[Start of Text segment]

This sort of information helps people building the next group of startups save
both time and money.

Keep up the great work!

------
jval
Well done guys, keep scaling and keep representing the Melbourne tech scene!

------
lucisferre
We used New Relic for a while with Heroku but turned it off because of a
number of performance and stability issues we seemed to be seeing with it. In
particular application boot times (for the first requests anyways) seemed to
be negatively affected.

------
ericcholis
While the "webscale" method with nginx you detailed is nice [1], why not use
Varnish or nginx's built in proxy_cache features [2]?

[1] <https://gist.github.com/3711251>

[2] <http://wiki.nginx.org/HttpProxyModule#proxy_cache>

------
dumbluck
Nice post, but:

Don't self-back-pat.

It read more like marketing for the company than anything of much worth.

Don't use the words "web scale".

[End of Text segment]
[Start of Stored data]

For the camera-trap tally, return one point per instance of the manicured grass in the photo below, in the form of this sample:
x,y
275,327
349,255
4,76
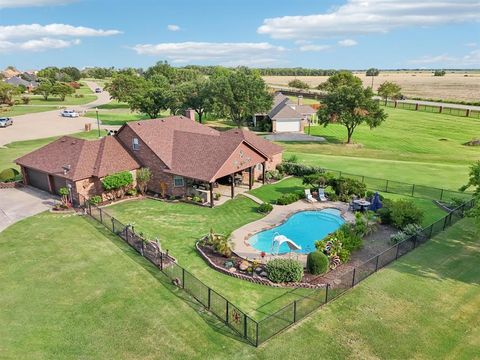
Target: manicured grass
x,y
447,176
180,225
111,118
72,290
16,149
17,110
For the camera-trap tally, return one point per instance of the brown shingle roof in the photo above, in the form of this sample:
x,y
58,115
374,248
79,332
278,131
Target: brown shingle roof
x,y
194,150
85,158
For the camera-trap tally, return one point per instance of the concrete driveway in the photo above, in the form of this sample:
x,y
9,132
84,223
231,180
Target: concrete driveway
x,y
20,203
50,123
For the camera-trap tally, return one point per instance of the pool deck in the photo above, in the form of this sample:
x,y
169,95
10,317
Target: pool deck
x,y
277,216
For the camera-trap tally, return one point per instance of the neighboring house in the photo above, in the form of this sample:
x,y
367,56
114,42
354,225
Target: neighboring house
x,y
286,115
17,81
77,164
184,157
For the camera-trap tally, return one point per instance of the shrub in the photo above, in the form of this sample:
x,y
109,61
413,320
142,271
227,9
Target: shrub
x,y
265,208
317,263
284,270
299,170
132,192
9,175
404,212
286,199
95,200
117,184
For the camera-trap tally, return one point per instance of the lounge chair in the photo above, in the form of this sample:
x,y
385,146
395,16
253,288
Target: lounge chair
x,y
321,194
309,197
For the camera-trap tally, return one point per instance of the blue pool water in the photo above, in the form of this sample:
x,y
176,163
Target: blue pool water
x,y
303,228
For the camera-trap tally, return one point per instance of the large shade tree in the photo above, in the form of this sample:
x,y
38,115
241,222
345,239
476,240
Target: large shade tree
x,y
239,94
351,105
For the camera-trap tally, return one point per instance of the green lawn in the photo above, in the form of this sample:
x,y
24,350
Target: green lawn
x,y
180,225
72,290
16,149
113,118
414,147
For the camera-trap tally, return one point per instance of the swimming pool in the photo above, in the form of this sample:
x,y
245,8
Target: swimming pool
x,y
303,228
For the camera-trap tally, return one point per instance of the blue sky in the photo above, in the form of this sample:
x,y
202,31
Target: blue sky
x,y
348,34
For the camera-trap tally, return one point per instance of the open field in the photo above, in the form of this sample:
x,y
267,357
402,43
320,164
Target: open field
x,y
91,296
452,86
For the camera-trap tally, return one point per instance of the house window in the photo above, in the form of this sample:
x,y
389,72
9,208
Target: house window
x,y
178,181
135,144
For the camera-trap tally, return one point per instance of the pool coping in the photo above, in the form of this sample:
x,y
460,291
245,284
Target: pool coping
x,y
277,216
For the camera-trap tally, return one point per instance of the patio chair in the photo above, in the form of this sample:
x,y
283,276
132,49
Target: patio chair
x,y
321,195
309,197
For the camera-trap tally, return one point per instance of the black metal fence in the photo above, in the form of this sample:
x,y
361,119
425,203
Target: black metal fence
x,y
257,332
465,112
407,189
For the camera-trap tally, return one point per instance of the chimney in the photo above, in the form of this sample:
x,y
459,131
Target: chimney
x,y
189,113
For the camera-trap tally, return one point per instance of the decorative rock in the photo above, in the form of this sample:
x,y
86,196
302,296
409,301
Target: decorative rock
x,y
244,265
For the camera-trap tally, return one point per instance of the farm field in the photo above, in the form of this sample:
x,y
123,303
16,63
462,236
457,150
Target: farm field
x,y
415,147
452,86
92,296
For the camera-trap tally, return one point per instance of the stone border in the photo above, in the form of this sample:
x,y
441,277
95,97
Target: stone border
x,y
255,280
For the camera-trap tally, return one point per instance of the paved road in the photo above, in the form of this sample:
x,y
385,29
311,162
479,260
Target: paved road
x,y
18,204
50,123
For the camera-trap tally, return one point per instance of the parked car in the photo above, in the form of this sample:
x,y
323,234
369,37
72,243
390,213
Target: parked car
x,y
4,122
70,113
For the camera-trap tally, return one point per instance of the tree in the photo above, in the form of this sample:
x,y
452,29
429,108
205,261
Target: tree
x,y
389,89
372,72
240,94
339,79
299,84
44,88
351,105
124,85
62,90
7,92
153,96
197,95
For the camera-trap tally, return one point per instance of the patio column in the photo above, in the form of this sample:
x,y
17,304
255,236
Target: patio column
x,y
263,172
250,178
211,194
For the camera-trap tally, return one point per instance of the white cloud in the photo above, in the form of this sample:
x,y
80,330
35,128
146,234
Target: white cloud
x,y
347,43
220,53
29,3
314,47
470,59
36,45
173,27
37,31
371,16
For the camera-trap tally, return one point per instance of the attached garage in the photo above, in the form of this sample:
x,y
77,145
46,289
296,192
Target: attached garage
x,y
37,179
288,125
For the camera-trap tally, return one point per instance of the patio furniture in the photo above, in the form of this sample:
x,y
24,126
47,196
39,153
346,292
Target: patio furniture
x,y
361,204
321,195
309,197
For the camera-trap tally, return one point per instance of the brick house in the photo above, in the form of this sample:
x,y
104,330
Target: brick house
x,y
184,157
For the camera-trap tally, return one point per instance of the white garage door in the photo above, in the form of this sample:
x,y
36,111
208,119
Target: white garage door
x,y
288,126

[End of Stored data]

_What the task requires_
According to the forum thread, why did lucisferre's team stop using New Relic with Heroku?

_Result of this exercise_
They turned it off because of performance and stability issues, particularly application boot times for the first requests.